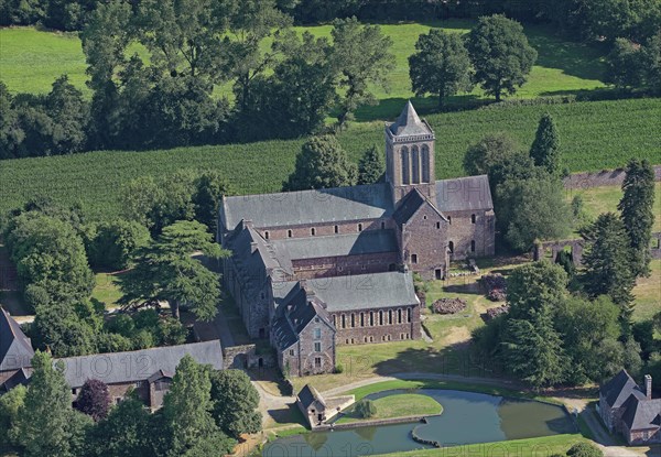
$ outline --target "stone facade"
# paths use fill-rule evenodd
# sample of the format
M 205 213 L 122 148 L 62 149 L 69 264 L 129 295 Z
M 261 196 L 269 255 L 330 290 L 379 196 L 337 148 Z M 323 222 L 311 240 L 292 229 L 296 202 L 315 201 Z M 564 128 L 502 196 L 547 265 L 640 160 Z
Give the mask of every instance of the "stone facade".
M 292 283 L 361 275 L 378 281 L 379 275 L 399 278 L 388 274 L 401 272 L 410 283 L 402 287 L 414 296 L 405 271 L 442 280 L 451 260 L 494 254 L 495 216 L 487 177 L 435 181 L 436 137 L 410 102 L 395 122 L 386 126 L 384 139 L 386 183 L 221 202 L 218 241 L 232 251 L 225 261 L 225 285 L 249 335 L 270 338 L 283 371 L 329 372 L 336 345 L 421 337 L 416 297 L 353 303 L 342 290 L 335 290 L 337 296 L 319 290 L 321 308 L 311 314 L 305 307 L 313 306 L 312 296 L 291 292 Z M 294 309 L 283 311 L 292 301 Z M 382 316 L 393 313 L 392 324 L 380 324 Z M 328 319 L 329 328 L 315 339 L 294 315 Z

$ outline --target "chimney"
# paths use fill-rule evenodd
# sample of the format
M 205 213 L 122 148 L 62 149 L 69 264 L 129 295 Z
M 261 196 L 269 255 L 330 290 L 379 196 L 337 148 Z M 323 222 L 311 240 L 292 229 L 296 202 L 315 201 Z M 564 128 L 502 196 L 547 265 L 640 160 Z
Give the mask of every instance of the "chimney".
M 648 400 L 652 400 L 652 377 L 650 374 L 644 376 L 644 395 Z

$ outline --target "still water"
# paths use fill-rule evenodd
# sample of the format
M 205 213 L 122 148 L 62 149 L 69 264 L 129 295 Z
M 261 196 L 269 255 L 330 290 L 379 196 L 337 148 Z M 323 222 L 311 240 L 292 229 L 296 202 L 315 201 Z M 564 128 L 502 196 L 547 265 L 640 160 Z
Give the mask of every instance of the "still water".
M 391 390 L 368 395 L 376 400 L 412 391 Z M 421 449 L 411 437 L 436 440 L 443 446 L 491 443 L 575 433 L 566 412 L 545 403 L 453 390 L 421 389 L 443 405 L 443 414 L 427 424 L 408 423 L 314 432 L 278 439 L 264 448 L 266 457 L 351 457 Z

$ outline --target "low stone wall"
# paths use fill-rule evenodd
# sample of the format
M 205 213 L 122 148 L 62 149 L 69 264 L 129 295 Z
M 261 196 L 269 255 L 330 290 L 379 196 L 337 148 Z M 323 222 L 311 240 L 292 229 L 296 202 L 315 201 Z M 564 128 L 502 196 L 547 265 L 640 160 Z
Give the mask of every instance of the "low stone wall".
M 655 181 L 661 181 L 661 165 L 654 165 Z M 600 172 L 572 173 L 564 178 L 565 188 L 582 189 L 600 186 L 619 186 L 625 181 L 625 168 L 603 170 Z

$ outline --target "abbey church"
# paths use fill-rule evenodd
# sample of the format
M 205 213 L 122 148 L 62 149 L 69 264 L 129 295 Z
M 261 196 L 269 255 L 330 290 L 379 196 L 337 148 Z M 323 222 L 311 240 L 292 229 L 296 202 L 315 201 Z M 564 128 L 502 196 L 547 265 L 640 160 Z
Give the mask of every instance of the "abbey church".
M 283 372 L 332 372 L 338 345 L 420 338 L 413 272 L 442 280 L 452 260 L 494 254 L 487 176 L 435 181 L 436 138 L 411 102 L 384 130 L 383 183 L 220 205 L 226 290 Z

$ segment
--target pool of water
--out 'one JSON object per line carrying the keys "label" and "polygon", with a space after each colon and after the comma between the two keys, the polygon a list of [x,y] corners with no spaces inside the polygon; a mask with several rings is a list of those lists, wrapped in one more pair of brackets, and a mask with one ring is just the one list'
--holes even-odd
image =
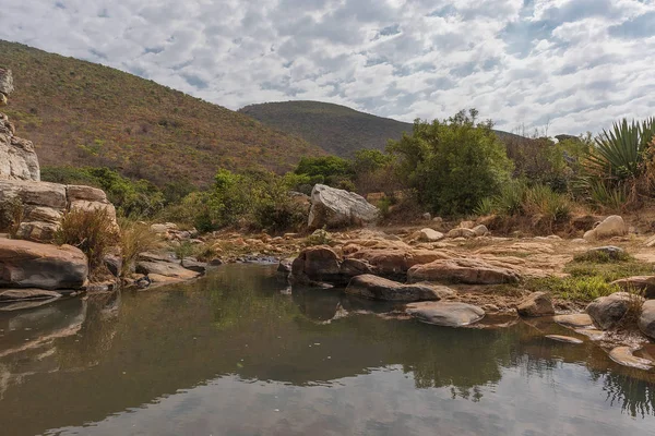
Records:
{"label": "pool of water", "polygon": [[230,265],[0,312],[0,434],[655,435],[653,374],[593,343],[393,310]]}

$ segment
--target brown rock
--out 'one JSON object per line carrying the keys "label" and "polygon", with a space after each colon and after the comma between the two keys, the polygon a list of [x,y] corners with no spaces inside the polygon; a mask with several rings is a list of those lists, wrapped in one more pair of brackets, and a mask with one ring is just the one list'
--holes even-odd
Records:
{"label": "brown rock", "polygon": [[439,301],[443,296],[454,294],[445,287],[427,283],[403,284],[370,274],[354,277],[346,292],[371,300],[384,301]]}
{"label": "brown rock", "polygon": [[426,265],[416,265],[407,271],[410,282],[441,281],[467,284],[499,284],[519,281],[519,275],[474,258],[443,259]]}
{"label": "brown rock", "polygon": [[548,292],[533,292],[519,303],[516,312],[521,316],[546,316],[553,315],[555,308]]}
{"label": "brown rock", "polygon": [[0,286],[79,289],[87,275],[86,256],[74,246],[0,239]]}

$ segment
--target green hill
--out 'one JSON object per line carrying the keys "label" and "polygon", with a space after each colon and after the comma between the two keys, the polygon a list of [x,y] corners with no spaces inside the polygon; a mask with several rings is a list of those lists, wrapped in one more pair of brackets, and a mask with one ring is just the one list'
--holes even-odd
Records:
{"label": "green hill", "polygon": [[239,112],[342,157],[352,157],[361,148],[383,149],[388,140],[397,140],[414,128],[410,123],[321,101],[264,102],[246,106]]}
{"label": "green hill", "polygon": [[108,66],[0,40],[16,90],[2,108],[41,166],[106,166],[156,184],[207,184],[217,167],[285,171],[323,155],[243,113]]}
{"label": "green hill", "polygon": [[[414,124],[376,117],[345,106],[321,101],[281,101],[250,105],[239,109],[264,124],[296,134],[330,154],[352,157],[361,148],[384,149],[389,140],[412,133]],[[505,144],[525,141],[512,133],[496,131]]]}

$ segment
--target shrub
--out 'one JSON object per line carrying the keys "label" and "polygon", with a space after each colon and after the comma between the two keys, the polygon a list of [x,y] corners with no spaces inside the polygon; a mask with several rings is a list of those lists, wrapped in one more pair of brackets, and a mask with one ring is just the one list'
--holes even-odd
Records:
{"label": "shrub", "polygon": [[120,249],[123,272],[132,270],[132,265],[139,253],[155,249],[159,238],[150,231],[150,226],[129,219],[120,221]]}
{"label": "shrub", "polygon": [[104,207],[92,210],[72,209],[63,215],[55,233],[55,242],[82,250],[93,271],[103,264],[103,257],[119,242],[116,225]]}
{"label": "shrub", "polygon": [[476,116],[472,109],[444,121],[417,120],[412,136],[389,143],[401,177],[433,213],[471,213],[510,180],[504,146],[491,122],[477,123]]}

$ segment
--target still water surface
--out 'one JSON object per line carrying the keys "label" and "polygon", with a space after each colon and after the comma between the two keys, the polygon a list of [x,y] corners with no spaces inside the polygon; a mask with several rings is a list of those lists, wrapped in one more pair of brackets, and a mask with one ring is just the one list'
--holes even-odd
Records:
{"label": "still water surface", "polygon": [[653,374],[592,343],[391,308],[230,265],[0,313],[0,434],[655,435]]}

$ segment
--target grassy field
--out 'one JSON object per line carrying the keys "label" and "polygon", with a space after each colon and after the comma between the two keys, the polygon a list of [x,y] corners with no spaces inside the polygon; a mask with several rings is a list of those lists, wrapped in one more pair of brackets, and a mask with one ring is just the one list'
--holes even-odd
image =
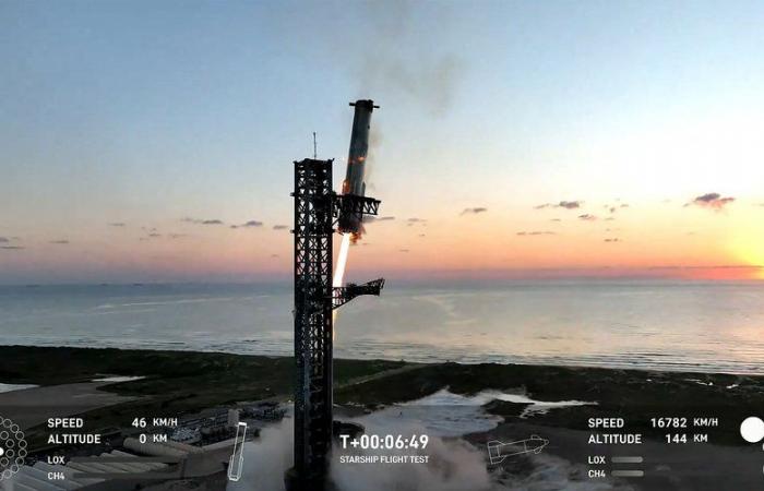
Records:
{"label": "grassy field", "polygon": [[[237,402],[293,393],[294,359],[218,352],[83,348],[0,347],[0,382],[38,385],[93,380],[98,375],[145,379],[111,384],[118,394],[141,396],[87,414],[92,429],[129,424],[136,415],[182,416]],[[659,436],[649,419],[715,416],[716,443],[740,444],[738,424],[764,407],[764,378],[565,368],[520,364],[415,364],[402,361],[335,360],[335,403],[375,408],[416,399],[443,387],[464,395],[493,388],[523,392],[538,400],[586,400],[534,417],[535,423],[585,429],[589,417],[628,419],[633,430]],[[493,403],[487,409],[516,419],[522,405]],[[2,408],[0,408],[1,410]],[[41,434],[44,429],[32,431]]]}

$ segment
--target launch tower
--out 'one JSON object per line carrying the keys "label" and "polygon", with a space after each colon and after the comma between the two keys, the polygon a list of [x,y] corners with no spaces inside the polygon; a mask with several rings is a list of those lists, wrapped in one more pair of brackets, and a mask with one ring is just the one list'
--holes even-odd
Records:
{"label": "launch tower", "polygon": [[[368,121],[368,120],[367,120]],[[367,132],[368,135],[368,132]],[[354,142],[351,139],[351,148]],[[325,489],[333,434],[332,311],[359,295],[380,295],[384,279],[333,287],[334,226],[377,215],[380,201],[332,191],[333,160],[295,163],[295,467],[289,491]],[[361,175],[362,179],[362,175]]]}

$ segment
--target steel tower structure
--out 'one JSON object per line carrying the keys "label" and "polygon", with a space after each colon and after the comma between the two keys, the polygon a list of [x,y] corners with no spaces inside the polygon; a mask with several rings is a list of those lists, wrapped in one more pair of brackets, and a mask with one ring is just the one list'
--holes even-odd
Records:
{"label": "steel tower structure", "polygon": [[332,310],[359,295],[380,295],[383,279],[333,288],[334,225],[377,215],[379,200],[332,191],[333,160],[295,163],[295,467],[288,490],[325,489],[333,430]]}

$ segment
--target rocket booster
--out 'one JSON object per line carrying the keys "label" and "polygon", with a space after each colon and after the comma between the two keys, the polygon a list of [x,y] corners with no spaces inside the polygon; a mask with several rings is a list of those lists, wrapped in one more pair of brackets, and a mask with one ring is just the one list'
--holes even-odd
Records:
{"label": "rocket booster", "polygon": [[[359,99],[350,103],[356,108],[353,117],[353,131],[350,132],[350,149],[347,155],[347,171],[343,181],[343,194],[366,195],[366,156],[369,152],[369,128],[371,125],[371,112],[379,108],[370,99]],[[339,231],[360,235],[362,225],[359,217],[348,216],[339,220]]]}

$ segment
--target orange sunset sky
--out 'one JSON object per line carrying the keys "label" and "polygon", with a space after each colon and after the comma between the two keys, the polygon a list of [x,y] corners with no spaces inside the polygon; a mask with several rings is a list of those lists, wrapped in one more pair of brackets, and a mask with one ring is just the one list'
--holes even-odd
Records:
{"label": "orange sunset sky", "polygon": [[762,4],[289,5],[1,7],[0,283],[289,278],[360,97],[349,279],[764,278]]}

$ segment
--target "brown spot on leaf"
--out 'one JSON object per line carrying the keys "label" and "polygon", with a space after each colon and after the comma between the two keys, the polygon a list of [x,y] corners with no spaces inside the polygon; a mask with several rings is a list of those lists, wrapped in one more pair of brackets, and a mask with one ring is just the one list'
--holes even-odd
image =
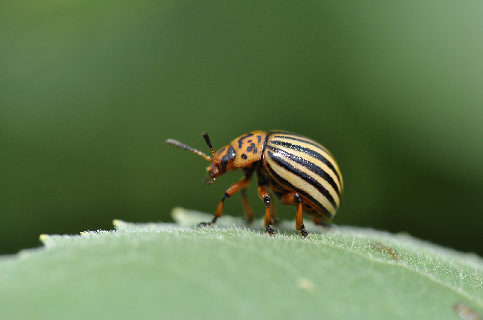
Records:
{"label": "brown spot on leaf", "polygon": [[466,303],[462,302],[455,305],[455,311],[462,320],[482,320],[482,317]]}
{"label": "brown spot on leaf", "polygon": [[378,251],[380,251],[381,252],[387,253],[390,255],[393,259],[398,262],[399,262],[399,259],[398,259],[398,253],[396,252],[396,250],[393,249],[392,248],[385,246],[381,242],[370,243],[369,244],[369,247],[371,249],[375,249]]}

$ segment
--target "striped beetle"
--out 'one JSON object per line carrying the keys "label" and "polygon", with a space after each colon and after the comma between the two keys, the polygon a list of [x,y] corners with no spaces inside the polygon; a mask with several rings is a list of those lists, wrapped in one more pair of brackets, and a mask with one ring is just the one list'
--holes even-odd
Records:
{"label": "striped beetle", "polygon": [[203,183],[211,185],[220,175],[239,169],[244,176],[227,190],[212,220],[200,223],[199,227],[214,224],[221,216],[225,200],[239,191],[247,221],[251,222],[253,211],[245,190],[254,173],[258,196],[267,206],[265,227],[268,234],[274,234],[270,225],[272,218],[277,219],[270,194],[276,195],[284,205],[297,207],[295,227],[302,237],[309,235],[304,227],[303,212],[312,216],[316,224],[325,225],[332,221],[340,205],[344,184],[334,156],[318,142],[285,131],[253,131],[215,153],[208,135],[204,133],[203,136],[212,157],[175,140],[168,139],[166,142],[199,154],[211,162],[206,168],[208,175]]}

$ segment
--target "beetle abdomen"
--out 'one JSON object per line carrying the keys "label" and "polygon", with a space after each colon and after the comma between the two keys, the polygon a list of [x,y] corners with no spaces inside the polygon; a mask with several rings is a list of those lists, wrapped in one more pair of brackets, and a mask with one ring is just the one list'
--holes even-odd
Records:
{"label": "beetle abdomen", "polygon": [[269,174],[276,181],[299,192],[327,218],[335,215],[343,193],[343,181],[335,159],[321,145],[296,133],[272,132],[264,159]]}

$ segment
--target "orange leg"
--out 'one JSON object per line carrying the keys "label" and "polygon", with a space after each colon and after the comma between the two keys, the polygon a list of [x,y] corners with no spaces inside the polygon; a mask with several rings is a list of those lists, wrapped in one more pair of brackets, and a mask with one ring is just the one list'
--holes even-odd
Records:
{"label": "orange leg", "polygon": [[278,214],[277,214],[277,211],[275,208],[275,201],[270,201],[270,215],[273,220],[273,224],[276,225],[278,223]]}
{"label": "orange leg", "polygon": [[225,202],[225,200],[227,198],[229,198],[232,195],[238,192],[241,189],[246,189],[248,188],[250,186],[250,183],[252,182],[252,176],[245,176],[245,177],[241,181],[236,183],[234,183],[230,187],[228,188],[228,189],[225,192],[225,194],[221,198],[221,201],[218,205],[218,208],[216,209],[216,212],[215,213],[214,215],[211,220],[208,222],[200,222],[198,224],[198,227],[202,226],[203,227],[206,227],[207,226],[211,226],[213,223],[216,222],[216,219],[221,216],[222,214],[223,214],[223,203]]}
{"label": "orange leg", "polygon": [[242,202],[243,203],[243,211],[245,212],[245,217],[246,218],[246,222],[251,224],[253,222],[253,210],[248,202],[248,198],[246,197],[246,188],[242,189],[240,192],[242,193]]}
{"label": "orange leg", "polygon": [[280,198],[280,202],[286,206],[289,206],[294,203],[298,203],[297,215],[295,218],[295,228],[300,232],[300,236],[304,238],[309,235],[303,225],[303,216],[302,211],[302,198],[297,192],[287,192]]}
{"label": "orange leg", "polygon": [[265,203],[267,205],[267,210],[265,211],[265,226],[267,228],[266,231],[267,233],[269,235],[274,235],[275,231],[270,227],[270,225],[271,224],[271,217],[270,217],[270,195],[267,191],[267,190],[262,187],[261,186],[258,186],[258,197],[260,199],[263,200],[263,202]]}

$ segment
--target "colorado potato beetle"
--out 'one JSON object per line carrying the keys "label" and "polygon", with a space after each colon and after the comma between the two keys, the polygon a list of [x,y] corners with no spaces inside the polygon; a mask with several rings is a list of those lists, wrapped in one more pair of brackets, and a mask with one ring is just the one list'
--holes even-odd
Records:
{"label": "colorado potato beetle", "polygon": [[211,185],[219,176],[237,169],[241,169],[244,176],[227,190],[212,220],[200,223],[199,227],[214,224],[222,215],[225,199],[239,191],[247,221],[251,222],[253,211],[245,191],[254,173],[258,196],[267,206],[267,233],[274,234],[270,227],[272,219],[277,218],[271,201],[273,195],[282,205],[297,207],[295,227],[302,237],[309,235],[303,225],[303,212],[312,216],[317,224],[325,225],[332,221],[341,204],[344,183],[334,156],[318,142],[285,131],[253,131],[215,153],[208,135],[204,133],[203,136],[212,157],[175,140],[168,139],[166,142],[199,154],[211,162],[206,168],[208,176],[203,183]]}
----------
— Your goal —
Show every line of the rows above that contains the word "water", copying each such line in full. Matching is case-sensitive.

— The solution —
$ outline --target "still water"
Give the mask of every instance of the "still water".
--target pool of water
{"label": "pool of water", "polygon": [[230,265],[0,312],[0,434],[655,435],[653,374],[593,343],[393,310]]}
--target still water surface
{"label": "still water surface", "polygon": [[653,374],[592,343],[391,308],[230,265],[0,313],[0,434],[655,435]]}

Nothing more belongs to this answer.